**GIVEN PROBLEM**
Update the rows below by changing each "annotation tool" to "labeling tool", and leave every other part as it is.

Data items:

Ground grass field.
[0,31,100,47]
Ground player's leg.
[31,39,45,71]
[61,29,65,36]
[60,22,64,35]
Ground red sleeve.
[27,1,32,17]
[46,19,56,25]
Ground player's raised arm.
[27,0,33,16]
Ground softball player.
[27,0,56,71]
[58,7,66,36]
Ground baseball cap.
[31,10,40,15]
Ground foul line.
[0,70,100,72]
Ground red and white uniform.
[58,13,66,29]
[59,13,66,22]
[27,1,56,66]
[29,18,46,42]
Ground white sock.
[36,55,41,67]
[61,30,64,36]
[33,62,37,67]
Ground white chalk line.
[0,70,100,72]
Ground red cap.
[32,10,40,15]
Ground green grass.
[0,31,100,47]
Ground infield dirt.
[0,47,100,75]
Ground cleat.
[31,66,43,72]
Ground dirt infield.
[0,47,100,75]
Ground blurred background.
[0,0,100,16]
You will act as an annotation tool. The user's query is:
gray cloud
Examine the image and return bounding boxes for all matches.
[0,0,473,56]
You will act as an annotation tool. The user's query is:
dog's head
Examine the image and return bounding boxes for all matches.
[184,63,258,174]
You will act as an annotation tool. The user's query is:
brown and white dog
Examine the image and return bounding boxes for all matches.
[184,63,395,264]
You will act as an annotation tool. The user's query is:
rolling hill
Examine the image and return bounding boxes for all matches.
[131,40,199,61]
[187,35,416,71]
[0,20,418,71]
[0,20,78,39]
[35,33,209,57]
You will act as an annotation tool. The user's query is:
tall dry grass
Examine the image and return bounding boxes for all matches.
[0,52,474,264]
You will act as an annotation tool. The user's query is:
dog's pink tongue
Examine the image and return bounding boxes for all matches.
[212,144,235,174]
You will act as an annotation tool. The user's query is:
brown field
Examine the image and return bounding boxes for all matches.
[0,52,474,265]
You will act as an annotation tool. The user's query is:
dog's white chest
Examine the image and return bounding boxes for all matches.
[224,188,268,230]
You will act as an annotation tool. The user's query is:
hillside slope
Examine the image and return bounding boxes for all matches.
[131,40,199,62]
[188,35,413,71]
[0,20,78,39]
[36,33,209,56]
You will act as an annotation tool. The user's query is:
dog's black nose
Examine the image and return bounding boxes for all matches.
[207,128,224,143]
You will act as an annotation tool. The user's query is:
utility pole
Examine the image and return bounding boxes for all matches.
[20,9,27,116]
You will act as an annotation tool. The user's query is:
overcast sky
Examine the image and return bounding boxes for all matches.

**THE SOLUTION**
Ground grass field.
[0,31,100,47]
Ground player's leg.
[31,39,45,71]
[61,29,65,36]
[60,22,64,35]
Ground red sleeve.
[27,1,32,17]
[46,19,56,25]
Ground player's raised arm.
[27,0,33,16]
Ground softball player.
[27,0,56,71]
[58,7,66,36]
Ground baseball cap.
[31,10,40,15]
Ground foul line.
[0,70,100,72]
Ground red and white uniform.
[58,13,66,29]
[59,13,66,22]
[27,1,56,66]
[29,18,46,42]
Ground white sock.
[36,55,41,67]
[61,30,64,36]
[33,62,37,67]
Ground white chalk line.
[0,70,100,72]
Ground red cap.
[32,10,40,15]
Ground green grass.
[0,31,100,47]
Ground infield dirt.
[0,47,100,75]
Ground cleat.
[31,66,43,72]
Ground dirt infield.
[0,47,100,75]
Ground blurred background.
[0,0,100,16]
You will act as an labeling tool. The user's query is:
gray cloud
Examine the image and return bounding boxes for all matches.
[0,0,473,56]
You will act as an labeling tool. The user's query is:
dog's head
Examine the image and return bounding boxes for all matches.
[184,63,258,174]
You will act as an labeling tool. The user's query is:
brown and white dog
Examine the image and return bounding boxes for all matches.
[184,63,395,264]
You will act as an labeling tool. The user's query is:
rolling hill
Examine the image and return bounding boxes for all matches.
[131,40,199,61]
[187,35,416,71]
[0,20,418,71]
[0,20,78,39]
[35,33,209,57]
You will act as an labeling tool. The user's query is:
tall dry grass
Examine the image and return bounding boxes for all matches.
[0,52,474,264]
You will act as an labeling tool. The user's query is:
dog's pink tongue
Examine the image and return bounding boxes for all matches.
[212,144,235,174]
You will act as an labeling tool. The user's query is:
brown field
Examine the image and return bounding boxes for all matches.
[0,52,474,265]
You will act as an labeling tool. The user's query is:
dog's white chest
Examine the image and return bounding boxes for all matches.
[224,188,268,230]
You will act as an labeling tool. The user's query is:
hillside slope
Examine the image and return bounding boxes for all matches.
[131,40,199,62]
[188,35,413,71]
[0,20,78,39]
[36,33,209,56]
You will act as an labeling tool. The user's query is:
dog's black nose
Examine the image and return bounding boxes for all matches.
[207,128,224,143]
You will act as an labeling tool. The user's query is:
utility pole
Examine the image and return bounding boxes for all matches.
[20,9,27,116]
You will act as an labeling tool. The user's query is:
overcast sky
Examine the image and return bounding boxes for all matches.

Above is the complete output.